▸ **Your instructions**
Select every line of the rows below that contains the string "print", matching uppercase and lowercase exactly.

▸ **Source data**
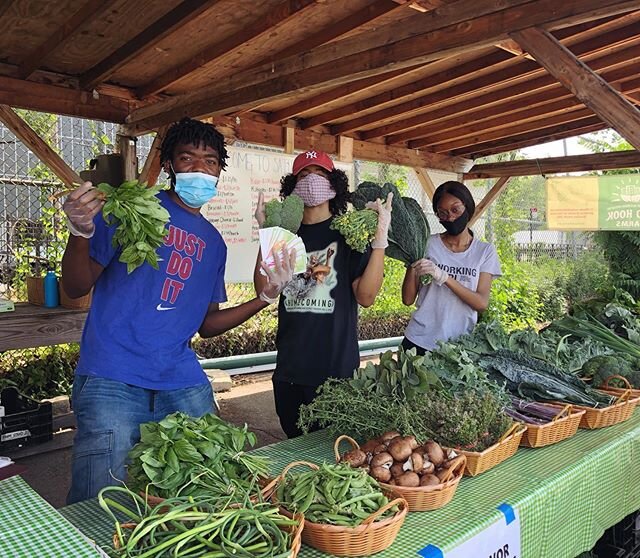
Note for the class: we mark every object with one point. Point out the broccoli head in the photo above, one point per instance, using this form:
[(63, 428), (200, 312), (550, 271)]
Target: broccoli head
[(273, 213), (291, 214)]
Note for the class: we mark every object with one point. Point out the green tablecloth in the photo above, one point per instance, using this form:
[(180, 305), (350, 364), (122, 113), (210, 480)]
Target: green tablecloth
[(31, 528), (566, 495)]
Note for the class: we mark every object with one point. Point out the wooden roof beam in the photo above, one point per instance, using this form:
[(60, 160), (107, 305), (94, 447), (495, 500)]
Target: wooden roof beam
[(508, 75), (412, 88), (329, 65), (583, 82), (555, 165), (36, 58), (533, 137), (280, 14), (443, 121), (40, 148), (152, 35)]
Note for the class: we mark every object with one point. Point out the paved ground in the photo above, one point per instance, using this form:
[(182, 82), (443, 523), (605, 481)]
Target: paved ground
[(250, 400)]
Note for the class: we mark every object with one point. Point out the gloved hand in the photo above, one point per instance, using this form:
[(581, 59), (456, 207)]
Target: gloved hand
[(259, 213), (380, 240), (427, 267), (80, 207), (279, 276)]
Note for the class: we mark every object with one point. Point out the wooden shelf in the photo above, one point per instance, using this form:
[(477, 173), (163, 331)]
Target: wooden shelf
[(35, 326)]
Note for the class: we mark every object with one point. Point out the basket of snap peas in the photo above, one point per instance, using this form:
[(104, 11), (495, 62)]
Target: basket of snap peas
[(346, 511), (199, 527)]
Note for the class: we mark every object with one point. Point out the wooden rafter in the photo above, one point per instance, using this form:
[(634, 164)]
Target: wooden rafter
[(528, 94), (253, 131), (36, 58), (38, 146), (555, 165), (61, 100), (432, 80), (520, 78), (163, 27), (258, 86), (585, 84), (258, 28), (489, 198), (534, 137)]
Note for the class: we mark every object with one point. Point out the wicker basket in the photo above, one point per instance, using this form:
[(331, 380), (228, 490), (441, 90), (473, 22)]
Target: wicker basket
[(479, 462), (295, 530), (634, 393), (564, 425), (421, 498), (620, 411), (367, 538)]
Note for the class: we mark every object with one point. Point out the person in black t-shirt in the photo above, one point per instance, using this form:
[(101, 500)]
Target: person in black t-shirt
[(318, 311)]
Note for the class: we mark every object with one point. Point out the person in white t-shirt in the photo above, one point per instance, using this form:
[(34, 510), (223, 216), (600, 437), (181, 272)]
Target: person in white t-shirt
[(462, 269)]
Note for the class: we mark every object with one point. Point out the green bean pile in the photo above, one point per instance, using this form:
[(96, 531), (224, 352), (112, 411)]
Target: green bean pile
[(333, 494), (186, 527)]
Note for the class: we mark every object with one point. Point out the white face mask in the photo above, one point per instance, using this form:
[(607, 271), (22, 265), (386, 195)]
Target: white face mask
[(314, 190)]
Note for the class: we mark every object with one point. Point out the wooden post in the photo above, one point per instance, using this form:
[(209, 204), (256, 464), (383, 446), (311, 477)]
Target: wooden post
[(127, 149), (345, 149), (151, 169), (489, 198), (425, 181), (36, 144), (610, 106)]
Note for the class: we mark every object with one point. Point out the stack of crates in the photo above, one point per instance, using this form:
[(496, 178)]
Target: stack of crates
[(23, 421)]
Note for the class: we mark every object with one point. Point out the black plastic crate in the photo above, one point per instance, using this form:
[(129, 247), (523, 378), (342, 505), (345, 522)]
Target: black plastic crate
[(25, 421), (622, 540)]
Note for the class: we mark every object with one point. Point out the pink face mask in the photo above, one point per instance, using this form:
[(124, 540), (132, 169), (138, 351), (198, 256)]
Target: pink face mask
[(314, 190)]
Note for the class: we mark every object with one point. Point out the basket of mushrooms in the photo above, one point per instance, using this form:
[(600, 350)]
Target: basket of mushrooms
[(423, 474)]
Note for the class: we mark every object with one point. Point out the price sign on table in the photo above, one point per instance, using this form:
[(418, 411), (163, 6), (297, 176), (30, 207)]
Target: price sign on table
[(500, 540)]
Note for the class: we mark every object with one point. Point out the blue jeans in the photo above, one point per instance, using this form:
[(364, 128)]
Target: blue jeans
[(109, 415)]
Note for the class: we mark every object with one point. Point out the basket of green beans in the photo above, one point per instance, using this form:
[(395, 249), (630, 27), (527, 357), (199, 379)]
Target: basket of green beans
[(199, 527), (346, 511)]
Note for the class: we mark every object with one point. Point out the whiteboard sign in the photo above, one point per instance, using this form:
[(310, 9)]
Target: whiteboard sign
[(248, 172), (500, 540)]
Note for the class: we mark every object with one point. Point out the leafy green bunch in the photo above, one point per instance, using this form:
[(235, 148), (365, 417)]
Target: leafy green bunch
[(181, 455), (358, 227), (141, 221)]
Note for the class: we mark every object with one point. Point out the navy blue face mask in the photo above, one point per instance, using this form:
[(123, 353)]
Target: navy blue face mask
[(195, 188)]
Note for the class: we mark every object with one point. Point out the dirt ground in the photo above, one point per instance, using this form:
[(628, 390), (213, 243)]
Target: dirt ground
[(250, 401)]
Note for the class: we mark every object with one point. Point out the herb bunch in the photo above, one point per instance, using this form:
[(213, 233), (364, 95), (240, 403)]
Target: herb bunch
[(141, 221)]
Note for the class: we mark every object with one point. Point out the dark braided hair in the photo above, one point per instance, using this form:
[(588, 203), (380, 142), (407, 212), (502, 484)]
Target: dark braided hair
[(339, 182), (193, 132)]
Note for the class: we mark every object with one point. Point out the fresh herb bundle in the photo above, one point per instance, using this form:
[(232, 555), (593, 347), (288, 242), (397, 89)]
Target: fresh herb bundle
[(141, 221), (181, 455)]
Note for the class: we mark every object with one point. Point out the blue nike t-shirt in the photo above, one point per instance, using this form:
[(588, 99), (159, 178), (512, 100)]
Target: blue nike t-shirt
[(140, 324)]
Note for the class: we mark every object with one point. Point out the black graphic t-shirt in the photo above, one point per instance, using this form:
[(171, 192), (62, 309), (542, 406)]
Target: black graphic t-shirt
[(318, 313)]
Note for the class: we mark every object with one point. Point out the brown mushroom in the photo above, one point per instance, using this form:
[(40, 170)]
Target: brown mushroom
[(408, 479), (435, 453), (355, 458), (381, 474), (400, 449), (397, 469), (429, 480)]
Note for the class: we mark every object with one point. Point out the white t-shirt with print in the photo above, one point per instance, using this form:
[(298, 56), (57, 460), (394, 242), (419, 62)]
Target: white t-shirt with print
[(440, 315)]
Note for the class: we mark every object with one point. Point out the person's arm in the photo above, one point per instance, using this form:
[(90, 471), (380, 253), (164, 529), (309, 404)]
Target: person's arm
[(478, 299), (79, 270), (367, 286), (410, 287)]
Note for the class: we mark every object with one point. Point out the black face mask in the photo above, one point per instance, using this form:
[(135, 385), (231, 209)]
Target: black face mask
[(456, 227)]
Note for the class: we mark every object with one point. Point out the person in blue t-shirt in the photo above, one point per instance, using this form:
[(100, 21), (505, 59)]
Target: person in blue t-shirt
[(135, 361)]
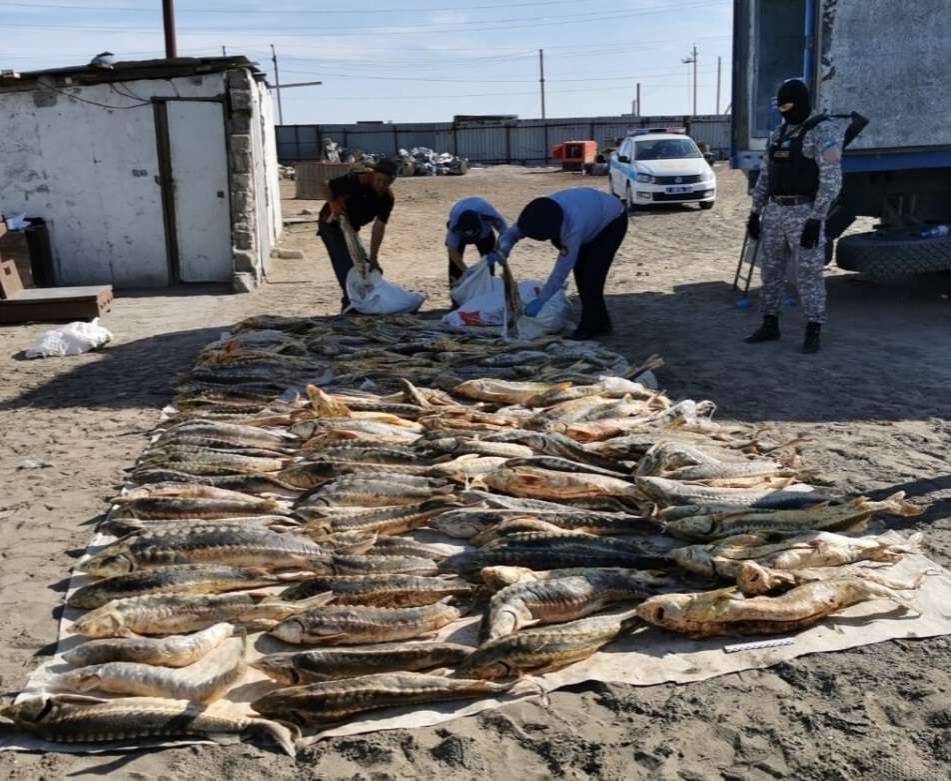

▸ **The output**
Note for the class: we mark every object with one point. Point out the white t-shirt with print in the photo above, one point per instance, using this form:
Target: white t-shirt with print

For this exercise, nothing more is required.